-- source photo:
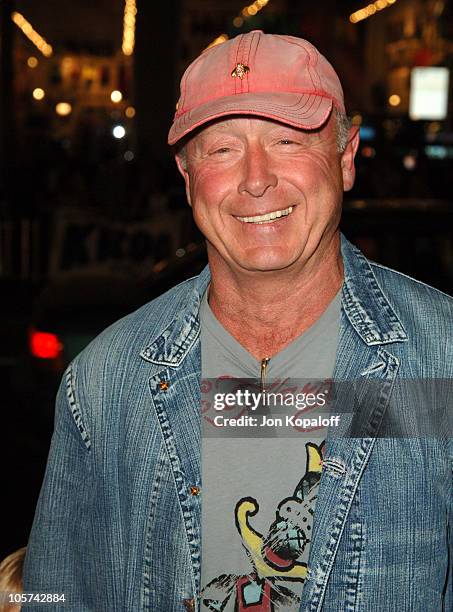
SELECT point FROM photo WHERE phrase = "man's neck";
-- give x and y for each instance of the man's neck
(265, 312)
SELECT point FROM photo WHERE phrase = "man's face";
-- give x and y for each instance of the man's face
(265, 195)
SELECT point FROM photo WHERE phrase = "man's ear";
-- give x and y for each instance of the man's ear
(347, 158)
(182, 167)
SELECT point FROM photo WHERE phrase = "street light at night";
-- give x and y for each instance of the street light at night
(119, 132)
(116, 96)
(39, 93)
(63, 109)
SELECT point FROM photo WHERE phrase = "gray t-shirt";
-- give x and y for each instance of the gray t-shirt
(260, 489)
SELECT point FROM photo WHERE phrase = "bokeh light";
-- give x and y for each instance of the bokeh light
(38, 93)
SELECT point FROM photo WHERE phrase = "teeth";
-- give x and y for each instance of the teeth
(273, 216)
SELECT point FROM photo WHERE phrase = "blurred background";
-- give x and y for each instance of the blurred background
(93, 218)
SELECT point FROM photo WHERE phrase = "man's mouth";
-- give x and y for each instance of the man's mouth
(269, 218)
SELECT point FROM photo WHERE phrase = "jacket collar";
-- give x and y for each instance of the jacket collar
(363, 301)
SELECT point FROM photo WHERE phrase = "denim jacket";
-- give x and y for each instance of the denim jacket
(117, 526)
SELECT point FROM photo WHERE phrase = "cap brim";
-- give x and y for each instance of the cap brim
(306, 111)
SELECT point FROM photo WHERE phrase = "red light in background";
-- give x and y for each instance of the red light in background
(44, 345)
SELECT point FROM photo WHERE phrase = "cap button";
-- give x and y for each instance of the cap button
(240, 71)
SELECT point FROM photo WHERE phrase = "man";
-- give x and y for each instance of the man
(266, 152)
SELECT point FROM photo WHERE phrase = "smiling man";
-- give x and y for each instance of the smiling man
(352, 515)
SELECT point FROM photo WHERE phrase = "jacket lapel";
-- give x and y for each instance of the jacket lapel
(364, 375)
(174, 383)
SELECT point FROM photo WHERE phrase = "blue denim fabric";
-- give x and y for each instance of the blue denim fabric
(117, 526)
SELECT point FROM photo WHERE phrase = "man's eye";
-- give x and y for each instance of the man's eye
(220, 150)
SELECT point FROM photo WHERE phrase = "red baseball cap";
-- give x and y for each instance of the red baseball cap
(268, 75)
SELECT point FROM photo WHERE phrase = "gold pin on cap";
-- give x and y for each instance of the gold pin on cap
(240, 71)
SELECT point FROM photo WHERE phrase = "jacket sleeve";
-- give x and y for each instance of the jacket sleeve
(58, 552)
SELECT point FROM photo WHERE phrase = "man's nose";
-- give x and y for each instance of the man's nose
(257, 175)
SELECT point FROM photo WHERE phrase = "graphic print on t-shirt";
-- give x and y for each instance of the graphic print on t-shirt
(276, 568)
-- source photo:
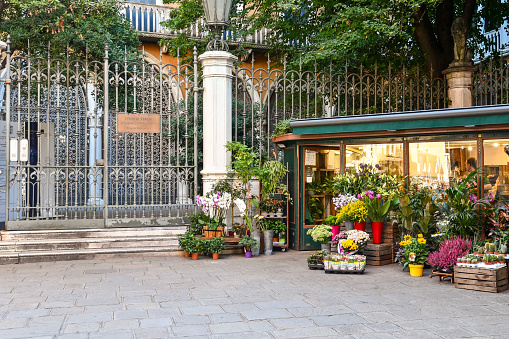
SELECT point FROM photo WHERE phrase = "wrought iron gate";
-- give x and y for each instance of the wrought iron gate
(98, 144)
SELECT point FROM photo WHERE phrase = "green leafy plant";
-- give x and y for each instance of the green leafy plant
(282, 127)
(376, 207)
(416, 250)
(216, 245)
(186, 242)
(320, 233)
(249, 243)
(316, 258)
(271, 174)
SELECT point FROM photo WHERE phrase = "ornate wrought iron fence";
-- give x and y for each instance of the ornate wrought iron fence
(263, 96)
(92, 158)
(490, 84)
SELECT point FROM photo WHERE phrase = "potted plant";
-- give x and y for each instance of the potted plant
(185, 240)
(196, 247)
(377, 210)
(272, 173)
(340, 202)
(315, 261)
(449, 250)
(334, 222)
(359, 214)
(214, 205)
(249, 244)
(238, 229)
(415, 255)
(216, 246)
(267, 228)
(280, 228)
(351, 242)
(321, 234)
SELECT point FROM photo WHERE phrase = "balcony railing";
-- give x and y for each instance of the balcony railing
(147, 19)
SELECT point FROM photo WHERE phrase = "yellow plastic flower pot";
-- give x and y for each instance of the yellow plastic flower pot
(416, 270)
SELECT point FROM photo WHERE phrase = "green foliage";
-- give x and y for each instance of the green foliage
(249, 243)
(186, 242)
(404, 32)
(198, 220)
(85, 26)
(216, 245)
(245, 163)
(320, 233)
(282, 127)
(271, 175)
(458, 212)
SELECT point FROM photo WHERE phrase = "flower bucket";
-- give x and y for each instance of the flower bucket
(360, 226)
(416, 270)
(335, 231)
(348, 225)
(377, 232)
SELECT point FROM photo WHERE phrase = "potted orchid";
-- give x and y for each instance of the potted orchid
(214, 206)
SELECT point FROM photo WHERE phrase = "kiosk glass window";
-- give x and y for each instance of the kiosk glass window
(439, 163)
(388, 156)
(496, 168)
(320, 164)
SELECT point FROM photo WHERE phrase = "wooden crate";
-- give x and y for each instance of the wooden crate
(379, 254)
(481, 279)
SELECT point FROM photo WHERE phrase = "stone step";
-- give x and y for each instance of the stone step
(9, 257)
(84, 243)
(91, 233)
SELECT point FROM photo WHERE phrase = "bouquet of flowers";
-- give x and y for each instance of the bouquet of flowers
(351, 242)
(342, 200)
(377, 208)
(215, 205)
(416, 250)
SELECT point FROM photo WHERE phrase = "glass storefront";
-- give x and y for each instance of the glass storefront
(439, 163)
(496, 168)
(388, 156)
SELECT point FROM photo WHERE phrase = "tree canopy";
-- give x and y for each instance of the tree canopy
(407, 32)
(83, 25)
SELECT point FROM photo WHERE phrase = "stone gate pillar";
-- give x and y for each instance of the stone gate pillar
(459, 83)
(217, 115)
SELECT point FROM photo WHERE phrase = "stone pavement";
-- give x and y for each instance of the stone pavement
(265, 297)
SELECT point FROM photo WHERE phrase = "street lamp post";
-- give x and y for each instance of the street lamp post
(217, 14)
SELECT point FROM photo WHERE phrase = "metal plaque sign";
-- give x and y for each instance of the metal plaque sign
(138, 123)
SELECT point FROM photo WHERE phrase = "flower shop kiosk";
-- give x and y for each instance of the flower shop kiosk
(434, 146)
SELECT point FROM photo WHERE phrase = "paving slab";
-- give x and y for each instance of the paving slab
(163, 297)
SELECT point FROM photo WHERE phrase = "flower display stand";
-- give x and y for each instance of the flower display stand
(481, 279)
(379, 254)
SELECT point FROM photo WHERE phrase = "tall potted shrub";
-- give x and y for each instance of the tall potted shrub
(249, 244)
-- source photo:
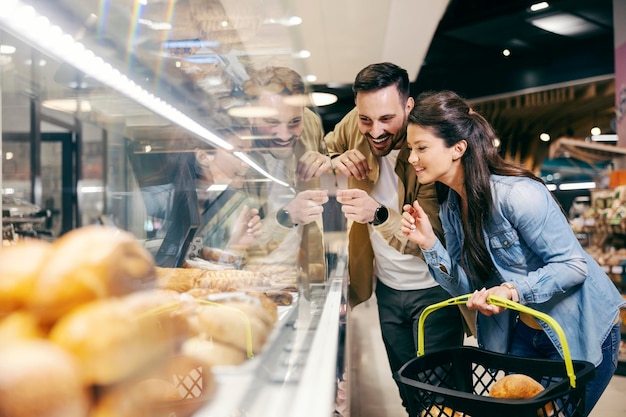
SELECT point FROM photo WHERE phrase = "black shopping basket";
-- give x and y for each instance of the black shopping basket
(455, 382)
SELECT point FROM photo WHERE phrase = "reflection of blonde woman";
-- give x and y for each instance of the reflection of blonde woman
(506, 235)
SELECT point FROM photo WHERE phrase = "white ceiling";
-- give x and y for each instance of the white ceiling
(344, 36)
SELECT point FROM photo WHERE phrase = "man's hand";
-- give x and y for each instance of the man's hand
(307, 206)
(312, 165)
(357, 205)
(247, 229)
(416, 226)
(352, 163)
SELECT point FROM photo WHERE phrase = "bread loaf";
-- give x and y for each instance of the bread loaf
(520, 386)
(89, 263)
(213, 352)
(115, 338)
(39, 379)
(515, 386)
(177, 387)
(19, 326)
(237, 324)
(439, 411)
(20, 266)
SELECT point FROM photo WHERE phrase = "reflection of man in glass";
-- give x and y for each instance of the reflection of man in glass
(290, 138)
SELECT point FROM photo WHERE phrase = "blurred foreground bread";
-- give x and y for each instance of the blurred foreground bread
(515, 386)
(20, 266)
(177, 387)
(115, 338)
(39, 379)
(89, 263)
(438, 411)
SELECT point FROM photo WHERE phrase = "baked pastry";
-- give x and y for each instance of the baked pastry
(237, 324)
(20, 265)
(39, 379)
(439, 411)
(515, 386)
(20, 326)
(117, 337)
(178, 386)
(213, 352)
(89, 263)
(520, 386)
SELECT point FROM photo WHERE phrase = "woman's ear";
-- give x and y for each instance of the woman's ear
(459, 149)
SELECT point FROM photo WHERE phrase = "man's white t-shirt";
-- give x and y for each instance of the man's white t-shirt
(396, 270)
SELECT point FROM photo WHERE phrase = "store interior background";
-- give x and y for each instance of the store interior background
(560, 84)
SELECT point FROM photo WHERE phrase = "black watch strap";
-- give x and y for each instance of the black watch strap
(284, 218)
(380, 215)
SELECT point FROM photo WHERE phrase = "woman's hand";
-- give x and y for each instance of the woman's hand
(478, 300)
(416, 226)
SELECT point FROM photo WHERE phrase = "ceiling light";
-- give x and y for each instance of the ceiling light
(565, 24)
(577, 186)
(7, 49)
(301, 54)
(314, 99)
(539, 6)
(323, 99)
(285, 21)
(67, 105)
(252, 111)
(604, 138)
(25, 22)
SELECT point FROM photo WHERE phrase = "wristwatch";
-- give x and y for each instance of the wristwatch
(284, 218)
(380, 215)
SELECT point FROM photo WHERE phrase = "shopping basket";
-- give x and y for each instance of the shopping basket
(455, 382)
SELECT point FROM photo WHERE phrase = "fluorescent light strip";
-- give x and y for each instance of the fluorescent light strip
(577, 186)
(37, 29)
(604, 138)
(260, 170)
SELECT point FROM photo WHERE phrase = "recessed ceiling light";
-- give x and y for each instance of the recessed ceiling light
(252, 111)
(565, 24)
(539, 6)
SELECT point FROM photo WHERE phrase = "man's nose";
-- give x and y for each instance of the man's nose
(282, 132)
(377, 130)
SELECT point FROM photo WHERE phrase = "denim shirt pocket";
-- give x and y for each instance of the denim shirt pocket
(506, 247)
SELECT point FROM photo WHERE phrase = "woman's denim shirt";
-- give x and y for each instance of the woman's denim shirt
(532, 246)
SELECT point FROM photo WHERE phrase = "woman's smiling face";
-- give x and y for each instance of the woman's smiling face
(430, 157)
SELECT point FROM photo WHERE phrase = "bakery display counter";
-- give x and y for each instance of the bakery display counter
(109, 328)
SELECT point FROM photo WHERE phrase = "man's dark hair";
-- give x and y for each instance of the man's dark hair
(381, 75)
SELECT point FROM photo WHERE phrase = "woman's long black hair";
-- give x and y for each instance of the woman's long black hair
(450, 118)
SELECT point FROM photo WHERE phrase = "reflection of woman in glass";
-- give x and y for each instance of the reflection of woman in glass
(198, 195)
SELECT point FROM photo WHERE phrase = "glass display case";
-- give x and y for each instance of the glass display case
(150, 116)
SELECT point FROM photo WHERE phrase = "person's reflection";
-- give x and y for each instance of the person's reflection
(289, 137)
(200, 194)
(229, 213)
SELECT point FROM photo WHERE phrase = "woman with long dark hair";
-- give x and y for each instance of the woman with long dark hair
(507, 235)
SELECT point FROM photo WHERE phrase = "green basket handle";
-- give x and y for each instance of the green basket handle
(501, 302)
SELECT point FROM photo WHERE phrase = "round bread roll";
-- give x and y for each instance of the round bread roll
(515, 386)
(178, 386)
(19, 326)
(213, 352)
(20, 265)
(438, 411)
(39, 379)
(89, 263)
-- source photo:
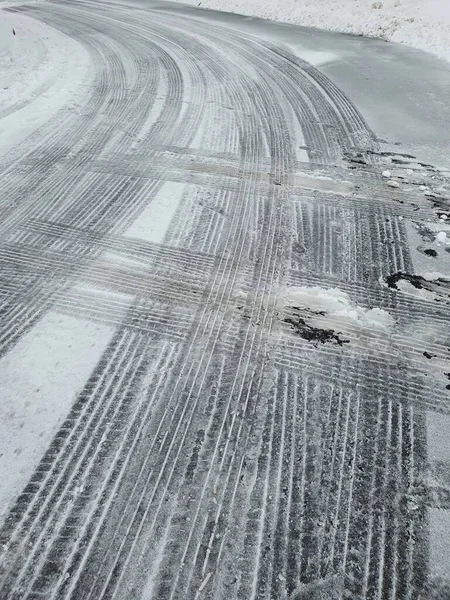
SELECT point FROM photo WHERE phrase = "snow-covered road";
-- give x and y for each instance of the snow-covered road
(224, 311)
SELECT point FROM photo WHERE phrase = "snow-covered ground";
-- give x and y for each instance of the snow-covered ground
(423, 24)
(41, 71)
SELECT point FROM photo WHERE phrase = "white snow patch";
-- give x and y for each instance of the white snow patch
(154, 221)
(40, 378)
(439, 520)
(422, 24)
(41, 71)
(338, 306)
(438, 438)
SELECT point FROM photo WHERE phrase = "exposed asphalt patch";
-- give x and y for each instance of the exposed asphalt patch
(314, 334)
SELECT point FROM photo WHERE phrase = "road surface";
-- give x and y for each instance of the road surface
(224, 333)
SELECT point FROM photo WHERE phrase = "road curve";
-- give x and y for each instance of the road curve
(211, 201)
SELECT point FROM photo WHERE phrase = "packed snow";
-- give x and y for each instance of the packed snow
(41, 72)
(423, 24)
(337, 305)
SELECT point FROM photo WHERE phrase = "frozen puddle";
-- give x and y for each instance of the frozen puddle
(39, 380)
(154, 221)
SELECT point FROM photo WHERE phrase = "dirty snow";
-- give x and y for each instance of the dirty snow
(337, 305)
(423, 24)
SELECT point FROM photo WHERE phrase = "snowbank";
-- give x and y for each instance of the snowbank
(423, 24)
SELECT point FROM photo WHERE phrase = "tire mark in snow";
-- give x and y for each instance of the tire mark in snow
(209, 436)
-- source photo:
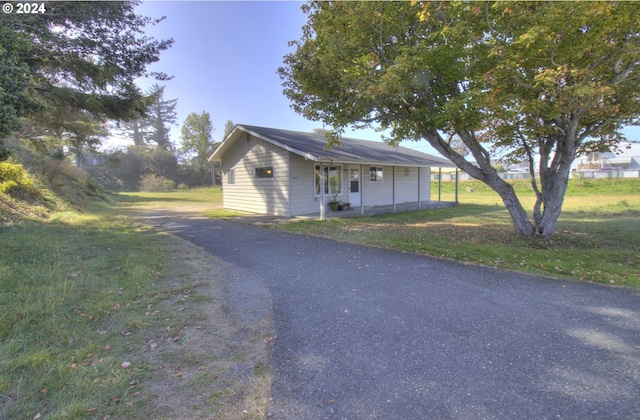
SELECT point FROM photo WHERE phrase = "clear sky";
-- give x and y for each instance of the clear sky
(224, 61)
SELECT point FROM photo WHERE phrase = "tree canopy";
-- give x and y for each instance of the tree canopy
(83, 56)
(196, 141)
(509, 79)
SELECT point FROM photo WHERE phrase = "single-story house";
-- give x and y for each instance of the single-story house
(288, 173)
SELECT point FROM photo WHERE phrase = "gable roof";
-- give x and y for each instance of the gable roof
(311, 146)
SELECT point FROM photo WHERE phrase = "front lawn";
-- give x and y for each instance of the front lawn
(597, 237)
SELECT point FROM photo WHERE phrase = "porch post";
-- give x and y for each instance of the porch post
(361, 193)
(439, 185)
(419, 196)
(456, 185)
(322, 215)
(393, 187)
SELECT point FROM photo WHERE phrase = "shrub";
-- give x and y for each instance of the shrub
(14, 178)
(155, 183)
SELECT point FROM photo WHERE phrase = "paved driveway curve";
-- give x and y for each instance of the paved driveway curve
(365, 333)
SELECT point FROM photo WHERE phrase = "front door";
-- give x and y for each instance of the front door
(354, 187)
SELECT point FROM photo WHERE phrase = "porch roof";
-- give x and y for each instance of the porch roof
(311, 146)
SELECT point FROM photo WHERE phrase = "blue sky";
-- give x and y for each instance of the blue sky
(224, 61)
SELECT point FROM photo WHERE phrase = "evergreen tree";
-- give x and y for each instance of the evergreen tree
(161, 116)
(197, 143)
(82, 55)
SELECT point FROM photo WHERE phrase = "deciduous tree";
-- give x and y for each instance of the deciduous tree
(513, 79)
(197, 143)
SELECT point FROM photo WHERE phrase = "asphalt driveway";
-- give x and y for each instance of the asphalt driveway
(368, 333)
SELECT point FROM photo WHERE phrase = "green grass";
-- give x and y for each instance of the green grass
(74, 299)
(83, 292)
(597, 237)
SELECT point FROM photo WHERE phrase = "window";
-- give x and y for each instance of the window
(375, 173)
(264, 172)
(231, 176)
(332, 180)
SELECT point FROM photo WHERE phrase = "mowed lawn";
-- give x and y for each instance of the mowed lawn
(597, 237)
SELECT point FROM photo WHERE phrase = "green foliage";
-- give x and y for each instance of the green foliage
(197, 143)
(521, 78)
(15, 179)
(71, 288)
(155, 183)
(78, 57)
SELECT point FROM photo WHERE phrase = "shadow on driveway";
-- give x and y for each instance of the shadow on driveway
(371, 333)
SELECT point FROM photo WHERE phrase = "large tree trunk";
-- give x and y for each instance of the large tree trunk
(554, 179)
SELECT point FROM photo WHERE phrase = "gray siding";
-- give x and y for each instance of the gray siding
(262, 196)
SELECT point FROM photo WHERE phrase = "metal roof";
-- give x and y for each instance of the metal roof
(312, 146)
-=-=-
Подсчитайте строки списка, в которых встречается слово «pillar» с учетом регистра, и укажите только их число.

2